▸ **EXCERPT PROVIDED**:
<<<<

The simple solutions show in various ways that a contestant who is determined to switch will win the car with probability 2/3, and hence that switching is the winning strategy, if the player has to choose in advance between "always switching", and "always staying". However, the probability of winning by always switching is a logically distinct concept from the probability of winning by switching given the player has picked door 1 and the host has opened door 3. As one source says, "the distinction between seems to confound many" (Morgan et al. 1991). This fact that these are different can be shown by varying the problem so that these two probabilities have different numeric values. For example, assume the contestant knows that Monty does not pick the second door randomly among all legal alternatives but instead, when given an opportunity to pick between two losing doors, Monty will open the one on the right. In this situation the following two questions have different answers:

1. What is the probability of winning the car by always switching?
2. What is the probability of winning the car given the player has picked door 1 and the host has opened door 3?

The answer to the first question is 2/3, as is correctly shown by the "simple" solutions. But the answer to the second question is now different: the conditional probability the car is behind door 1 or door 2 given the host has opened door 3 (the door on the right) is 1/2. This is because Monty's preference for rightmost doors means he opens door 3 if the car is behind door 1 (which it is originally with probability 1/3) or if the car is behind door 2 (also originally with probability 1/3). For this variation, the two questions yield different answers. However as long as the initial probability the car is behind each door is 1/3, it is never to the contestant's disadvantage to switch, as the conditional probability of winning by switching is always at least 1/2. (Morgan et al. 1991)

There is disagreement in the literature regarding whether vos Savant's formulation of the problem, as presented in Parade magazine, is asking the first or second question, and whether this difference is significant (Rosenhouse 2009). Behrends (2008) concludes that "One must consider the matter with care to see that both analyses are correct"; which is not to say that they are the same. One analysis for one question, another analysis for the other question. Several discussants of the paper by (Morgan et al. 1991), whose contributions were published alongside the orginal paper, strongly criticized the authors for altering vos Savant's wording and misinterpreting her intention (Rosenhouse 2009). One discussant (William S. Bell) considered it a matter of taste whether or not one explicitly mentions that (under the standard conditions), which door is opened by the host is independent of whether or not one should want to switch.

>>>>

▸ **Part of a data file**:

<<<<

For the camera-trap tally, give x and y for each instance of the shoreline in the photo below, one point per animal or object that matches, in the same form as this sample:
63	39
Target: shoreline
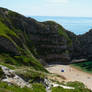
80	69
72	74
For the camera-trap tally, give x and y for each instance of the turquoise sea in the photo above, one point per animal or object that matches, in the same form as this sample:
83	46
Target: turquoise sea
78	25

>>>>

▸ **REQUEST**: Reproduce word for word the stretch of the passage above about switching doors, from "1. What is the" to "opened door 3?".

▸ **TASK OUTPUT**:
1. What is the probability of winning the car by always switching?
2. What is the probability of winning the car given the player has picked door 1 and the host has opened door 3?